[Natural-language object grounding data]
------

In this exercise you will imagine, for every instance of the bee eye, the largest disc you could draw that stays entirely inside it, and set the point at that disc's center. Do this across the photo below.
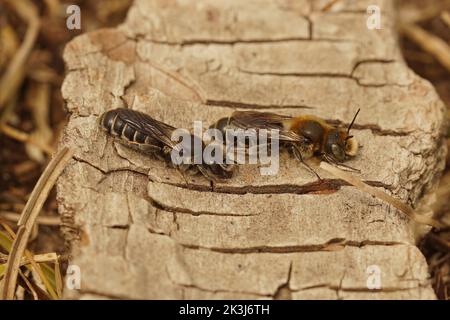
(338, 152)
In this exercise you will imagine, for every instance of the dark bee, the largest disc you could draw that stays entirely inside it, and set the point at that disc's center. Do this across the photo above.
(141, 132)
(305, 135)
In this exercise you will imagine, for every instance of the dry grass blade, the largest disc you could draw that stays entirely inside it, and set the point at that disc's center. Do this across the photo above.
(29, 285)
(36, 267)
(38, 101)
(14, 75)
(348, 177)
(47, 221)
(28, 218)
(430, 43)
(24, 137)
(445, 17)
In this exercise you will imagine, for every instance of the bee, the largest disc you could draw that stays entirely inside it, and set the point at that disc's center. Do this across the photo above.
(305, 136)
(141, 132)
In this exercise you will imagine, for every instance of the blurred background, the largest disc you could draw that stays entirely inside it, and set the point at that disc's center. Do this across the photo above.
(32, 113)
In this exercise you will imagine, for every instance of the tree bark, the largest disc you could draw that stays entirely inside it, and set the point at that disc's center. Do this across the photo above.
(138, 231)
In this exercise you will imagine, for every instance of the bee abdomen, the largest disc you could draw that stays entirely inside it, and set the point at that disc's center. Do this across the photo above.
(111, 122)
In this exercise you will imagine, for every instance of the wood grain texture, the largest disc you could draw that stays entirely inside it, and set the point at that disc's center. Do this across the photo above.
(137, 230)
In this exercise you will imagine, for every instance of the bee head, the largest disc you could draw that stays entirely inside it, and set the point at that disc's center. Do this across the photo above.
(340, 144)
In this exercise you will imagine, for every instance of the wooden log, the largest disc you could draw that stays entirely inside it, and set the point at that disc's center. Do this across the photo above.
(138, 231)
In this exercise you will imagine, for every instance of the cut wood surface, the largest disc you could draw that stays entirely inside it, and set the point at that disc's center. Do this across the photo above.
(137, 230)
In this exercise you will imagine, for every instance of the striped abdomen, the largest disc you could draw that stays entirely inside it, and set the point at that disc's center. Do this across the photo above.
(121, 123)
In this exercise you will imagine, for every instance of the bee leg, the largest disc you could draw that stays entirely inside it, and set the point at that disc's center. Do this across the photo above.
(332, 161)
(298, 156)
(181, 172)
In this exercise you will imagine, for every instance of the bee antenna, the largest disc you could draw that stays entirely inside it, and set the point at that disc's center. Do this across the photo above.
(353, 121)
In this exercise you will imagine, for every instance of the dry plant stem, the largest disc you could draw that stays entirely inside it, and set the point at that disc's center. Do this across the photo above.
(430, 43)
(25, 137)
(380, 195)
(46, 221)
(28, 218)
(445, 17)
(29, 256)
(14, 75)
(28, 283)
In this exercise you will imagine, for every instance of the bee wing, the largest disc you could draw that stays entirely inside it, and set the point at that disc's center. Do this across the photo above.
(260, 120)
(265, 120)
(145, 124)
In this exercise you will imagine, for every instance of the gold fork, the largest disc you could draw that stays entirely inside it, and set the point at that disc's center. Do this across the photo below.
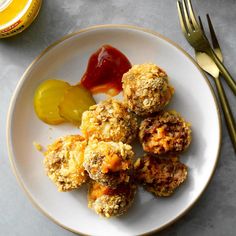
(208, 65)
(197, 39)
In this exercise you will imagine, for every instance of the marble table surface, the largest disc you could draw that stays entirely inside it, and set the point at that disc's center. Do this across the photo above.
(215, 212)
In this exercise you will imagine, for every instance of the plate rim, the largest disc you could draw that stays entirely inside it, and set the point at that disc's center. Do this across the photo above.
(91, 28)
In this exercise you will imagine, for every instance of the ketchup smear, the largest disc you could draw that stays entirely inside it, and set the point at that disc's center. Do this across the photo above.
(105, 70)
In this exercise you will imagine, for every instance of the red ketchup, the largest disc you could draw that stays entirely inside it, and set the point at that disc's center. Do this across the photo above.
(105, 70)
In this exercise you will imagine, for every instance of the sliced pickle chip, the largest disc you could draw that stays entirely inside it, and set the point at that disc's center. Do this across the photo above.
(47, 98)
(75, 101)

------

The lines from the one containing "of the ketchup" through the end of the data are to be copied exactly, the first and last of them included.

In this exercise you will imagine, for every instance of the ketchup smear, the largest disc you could draw that stays entirely inside it, and set the point at that disc's center. Do this across the photo above.
(105, 70)
In this exercise you will imagine, for every instance of the red ketchup, the largest disc you could draw that stays entirely inside it, and set the point at that disc's center. Do this across the photo above.
(105, 70)
In this exercise you will imagine, for every instance of the sliced pickle chip, the largest disc you could draw that stays entirely inside it, and set the point at that disc's center. Do this across the photo above.
(47, 98)
(75, 101)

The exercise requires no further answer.